## DIRECTION A
Show every line in the listing below that contains the string "vase". Case matters.

## SOURCE DOCUMENT
And then the tort king started talking about children going to bed hungry. Do I have to tell you again how this phony statistic came to pass? Some leftist advocacy group interviewed a bunch of parents. One of the questions was whether or not their children had complained about being hungry during the past year.
What parent could say no? *I'm sure that when Ted Kennedy was being raised in the Kennedy Compound on Martha's Vineyard he at least once walked into the kitchen and said "Mom! I'm hungry*." Alas, another poor American rug rat goes to bed with torturous hunger pangs devastating his already-portly little Kennedy bod.

Then there was Edwards talking about poor, poor pitiful families struggling to get by on the minimum wage, another myth. *Most minimum wage workers are, for the most part, students and young people in their first jobs. *The average minimum wage worker stays at the minimum wage for less than one year. *The harsh truth is that someone incapable of earning more than the minimum wage has no business getting pregnant or getting someone else pregnant. *Stupid people rely on the minimum wage for extended periods of their lives. *Stupid people shouldn't breed*, so don't give me this "raising a family on minimum wage" BS. Please tell me you already know why Democrats like to hammer the minimum wage issue. It's for their union pals! *Many union contracts are tied to minimum wage.* As the minimum wage goes up, so do union wages. Simple as that ... paying off your union supporters.

The bottom line is the left needs to portray America in a bad light, _*they need you to be dependent on their government programs so they can buy your votes with more handouts.*_ For someone who is supposedly optimistic, he sure talked about a lot of doom and gloom.


----------



## Plainsman (Jul 30, 2003)

Bob

The crumbs that the liberals scatter before the lazy creates far more dependency than pot, heroin, or all the drugs combined. From Edwards view point anyone that doesn't have $100 million is in poverty. If he is a true liberal he looks at Bill Gates and feels sorry for himself.


----------

## MATERIAL TO PROCESS
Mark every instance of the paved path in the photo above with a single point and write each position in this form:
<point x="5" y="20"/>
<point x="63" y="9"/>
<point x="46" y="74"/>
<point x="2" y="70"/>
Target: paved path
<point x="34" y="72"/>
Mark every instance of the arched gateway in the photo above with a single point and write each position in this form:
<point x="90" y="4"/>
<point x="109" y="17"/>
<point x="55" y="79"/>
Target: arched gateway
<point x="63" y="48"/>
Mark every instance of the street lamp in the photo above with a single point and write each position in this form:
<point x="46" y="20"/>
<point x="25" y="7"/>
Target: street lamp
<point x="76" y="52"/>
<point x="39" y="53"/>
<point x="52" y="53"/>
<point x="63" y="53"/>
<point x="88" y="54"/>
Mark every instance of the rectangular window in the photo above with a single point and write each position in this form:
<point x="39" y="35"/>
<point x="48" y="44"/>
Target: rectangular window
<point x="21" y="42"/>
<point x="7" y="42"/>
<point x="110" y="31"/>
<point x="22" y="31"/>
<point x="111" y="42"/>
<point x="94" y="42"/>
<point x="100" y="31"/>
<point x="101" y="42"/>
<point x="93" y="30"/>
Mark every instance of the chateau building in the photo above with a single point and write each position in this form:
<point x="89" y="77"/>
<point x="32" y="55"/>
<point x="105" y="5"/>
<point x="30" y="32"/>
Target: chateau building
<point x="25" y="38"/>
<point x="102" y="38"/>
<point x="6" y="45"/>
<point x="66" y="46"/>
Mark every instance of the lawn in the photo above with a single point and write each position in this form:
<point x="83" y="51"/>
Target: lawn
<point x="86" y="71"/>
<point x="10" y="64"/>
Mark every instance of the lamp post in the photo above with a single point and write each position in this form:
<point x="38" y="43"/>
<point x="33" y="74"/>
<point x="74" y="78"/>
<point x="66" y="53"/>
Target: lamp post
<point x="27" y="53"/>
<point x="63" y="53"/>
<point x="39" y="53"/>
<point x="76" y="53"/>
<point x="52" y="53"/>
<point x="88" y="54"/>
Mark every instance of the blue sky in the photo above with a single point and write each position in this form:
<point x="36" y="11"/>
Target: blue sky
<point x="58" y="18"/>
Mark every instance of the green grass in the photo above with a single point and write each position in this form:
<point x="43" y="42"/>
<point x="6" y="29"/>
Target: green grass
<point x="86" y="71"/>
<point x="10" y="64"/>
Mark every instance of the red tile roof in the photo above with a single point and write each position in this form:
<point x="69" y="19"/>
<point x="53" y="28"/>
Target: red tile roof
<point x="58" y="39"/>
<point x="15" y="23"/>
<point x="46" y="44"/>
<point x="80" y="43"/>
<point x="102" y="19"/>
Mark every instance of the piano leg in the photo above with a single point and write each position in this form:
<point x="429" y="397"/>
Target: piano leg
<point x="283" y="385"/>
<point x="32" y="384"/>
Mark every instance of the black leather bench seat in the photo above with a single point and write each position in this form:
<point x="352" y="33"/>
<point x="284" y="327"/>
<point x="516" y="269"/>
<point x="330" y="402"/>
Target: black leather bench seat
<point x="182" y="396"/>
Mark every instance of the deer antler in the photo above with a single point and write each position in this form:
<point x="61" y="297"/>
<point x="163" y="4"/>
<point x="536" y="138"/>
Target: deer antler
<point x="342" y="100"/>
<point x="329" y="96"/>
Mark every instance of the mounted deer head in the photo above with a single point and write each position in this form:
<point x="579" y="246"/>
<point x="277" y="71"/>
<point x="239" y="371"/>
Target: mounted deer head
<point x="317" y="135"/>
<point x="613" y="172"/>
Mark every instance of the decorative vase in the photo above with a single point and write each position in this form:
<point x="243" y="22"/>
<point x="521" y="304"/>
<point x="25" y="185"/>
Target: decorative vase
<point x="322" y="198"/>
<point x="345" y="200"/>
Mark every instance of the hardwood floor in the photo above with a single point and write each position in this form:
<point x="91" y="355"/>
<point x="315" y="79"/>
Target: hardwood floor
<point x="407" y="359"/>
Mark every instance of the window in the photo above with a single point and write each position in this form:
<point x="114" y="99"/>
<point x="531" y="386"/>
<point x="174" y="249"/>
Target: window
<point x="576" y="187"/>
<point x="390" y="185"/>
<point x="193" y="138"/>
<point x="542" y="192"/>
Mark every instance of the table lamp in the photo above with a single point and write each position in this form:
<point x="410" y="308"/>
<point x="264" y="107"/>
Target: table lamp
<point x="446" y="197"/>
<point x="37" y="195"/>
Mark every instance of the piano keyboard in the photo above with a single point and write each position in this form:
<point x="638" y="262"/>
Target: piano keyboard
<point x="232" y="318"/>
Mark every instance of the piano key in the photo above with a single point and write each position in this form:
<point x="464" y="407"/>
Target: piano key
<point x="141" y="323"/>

## DIRECTION B
Edit the forum post above, starting at "What parent could" and ending at "little Kennedy bod.", by replacing "kitchen" with "pantry".

## CORRECT ANSWER A
Mark every instance of the decorative vase in the photo above with a single point and write each position in this form:
Target: decorative vase

## CORRECT ANSWER B
What parent could say no? *I'm sure that when Ted Kennedy was being raised in the Kennedy Compound on Martha's Vineyard he at least once walked into the pantry and said "Mom! I'm hungry*." Alas, another poor American rug rat goes to bed with torturous hunger pangs devastating his already-portly little Kennedy bod.